# What you have to do:
Each line from the first line of the entries through the line holding "rough mask: <svg" is to be restated word for word; nothing else, and no picture, belongs in the answer.

# Excerpted data:

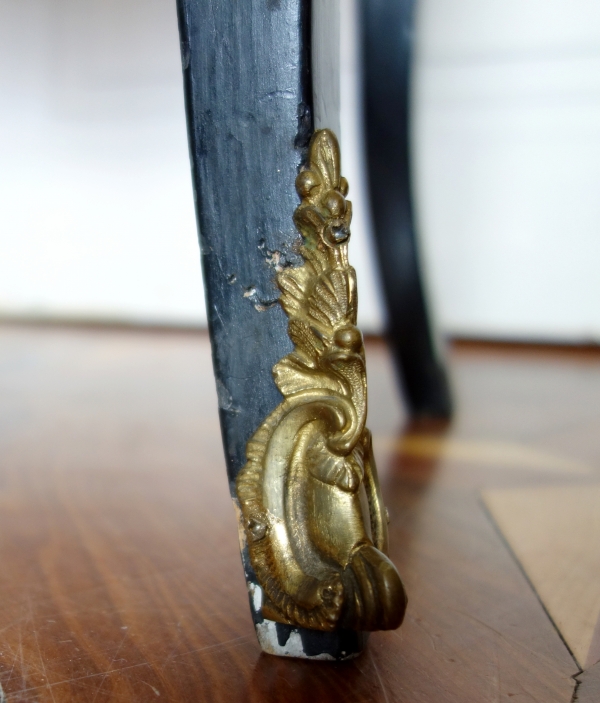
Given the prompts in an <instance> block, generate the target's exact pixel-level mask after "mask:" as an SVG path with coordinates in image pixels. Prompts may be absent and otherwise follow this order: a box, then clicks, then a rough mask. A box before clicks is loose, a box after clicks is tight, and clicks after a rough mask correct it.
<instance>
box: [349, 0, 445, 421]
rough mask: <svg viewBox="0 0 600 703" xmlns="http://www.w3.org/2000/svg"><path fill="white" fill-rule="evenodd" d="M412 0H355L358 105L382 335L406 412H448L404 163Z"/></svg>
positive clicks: (412, 32)
mask: <svg viewBox="0 0 600 703" xmlns="http://www.w3.org/2000/svg"><path fill="white" fill-rule="evenodd" d="M414 6H415V2H414V0H362V2H361V15H360V26H361V33H362V46H363V66H364V104H365V128H366V145H367V163H368V177H369V187H370V197H371V205H372V212H373V222H374V229H375V239H376V244H377V250H378V257H379V265H380V270H381V274H382V279H383V289H384V294H385V298H386V302H387V307H388V318H389V323H388V334H389V339H390V343H391V346H392V349H393V352H394V355H395V359H396V365H397V368H398V371H399V375H400V378H401V383H402V387H403V390H404V392H405V396H406V400H407V403H408V406H409V410H410V412H411V414H412V415H413V416H415V417H427V416H429V417H442V418H445V417H449V416H450V414H451V405H452V404H451V397H450V391H449V387H448V380H447V375H446V371H445V368H444V365H443V362H442V360H441V358H440V355H439V350H438V349H437V346H436V340H435V336H434V332H433V330H432V325H431V320H430V316H429V313H428V309H427V300H426V295H425V290H424V284H423V279H422V276H421V271H420V262H419V253H418V243H417V235H416V232H415V217H414V208H413V198H412V192H411V164H410V156H411V154H410V74H411V53H412V43H413V42H412V36H413V13H414Z"/></svg>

# Solution below:
Given the prompts in an <instance> block, generate the target's exact pixel-level mask after "mask:" as an SVG path with coordinates in image pixels. Prompts may be absent and otherwise follow this order: a box, then clicks, then a rough mask. A box before clicks is loose, a box after clicks is tight, and clicks after a rough mask correct it.
<instance>
box: [349, 0, 445, 421]
rough mask: <svg viewBox="0 0 600 703" xmlns="http://www.w3.org/2000/svg"><path fill="white" fill-rule="evenodd" d="M412 0H355L358 105L382 335L406 412H448L404 163Z"/></svg>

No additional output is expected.